- _What to produce_:
Select each line of the rows below that contains the string "path" and copy those lines out.

Stored data
'''

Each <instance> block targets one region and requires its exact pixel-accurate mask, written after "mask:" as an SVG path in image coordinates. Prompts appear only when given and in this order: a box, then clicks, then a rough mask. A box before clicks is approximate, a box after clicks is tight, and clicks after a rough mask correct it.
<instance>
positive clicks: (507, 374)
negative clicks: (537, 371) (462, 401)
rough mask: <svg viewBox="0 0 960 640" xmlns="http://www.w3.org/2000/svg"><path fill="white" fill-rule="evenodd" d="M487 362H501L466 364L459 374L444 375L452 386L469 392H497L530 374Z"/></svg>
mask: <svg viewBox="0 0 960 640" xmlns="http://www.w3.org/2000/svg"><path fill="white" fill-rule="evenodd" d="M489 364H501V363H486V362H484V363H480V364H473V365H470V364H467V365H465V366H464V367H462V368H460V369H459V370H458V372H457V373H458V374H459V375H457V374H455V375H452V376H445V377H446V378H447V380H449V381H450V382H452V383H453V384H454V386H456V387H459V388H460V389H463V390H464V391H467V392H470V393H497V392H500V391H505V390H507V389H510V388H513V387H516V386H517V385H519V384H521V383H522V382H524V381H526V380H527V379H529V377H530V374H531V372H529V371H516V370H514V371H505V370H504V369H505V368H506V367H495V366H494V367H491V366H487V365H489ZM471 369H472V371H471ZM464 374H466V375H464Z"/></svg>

'''

- _Output for this exercise_:
Each <instance> block targets one region and requires its exact pixel-accurate mask, written after "mask:" as an SVG path in image coordinates. Prompts appear only when given and in this order: a box, then clicks, then a rough mask. A box before clicks is approximate, a box after clicks is tight, and clicks after a rough mask correct it.
rough mask: <svg viewBox="0 0 960 640" xmlns="http://www.w3.org/2000/svg"><path fill="white" fill-rule="evenodd" d="M487 362H501L466 364L459 374L444 375L452 386L469 392H497L530 374Z"/></svg>
mask: <svg viewBox="0 0 960 640" xmlns="http://www.w3.org/2000/svg"><path fill="white" fill-rule="evenodd" d="M489 364H501V363H486V362H484V363H480V364H473V365H470V364H467V365H465V366H464V367H462V368H460V369H459V370H458V372H457V373H458V374H459V375H457V374H455V375H452V376H445V377H446V378H447V380H449V381H450V382H452V383H453V384H454V386H456V387H459V388H460V389H463V390H464V391H467V392H470V393H497V392H500V391H505V390H507V389H510V388H513V387H516V386H517V385H519V384H521V383H522V382H524V381H526V380H527V379H529V377H530V374H531V372H529V371H516V370H514V371H505V370H504V369H505V368H506V367H495V366H494V367H491V366H487V365H489ZM471 369H472V371H471ZM464 374H466V375H464Z"/></svg>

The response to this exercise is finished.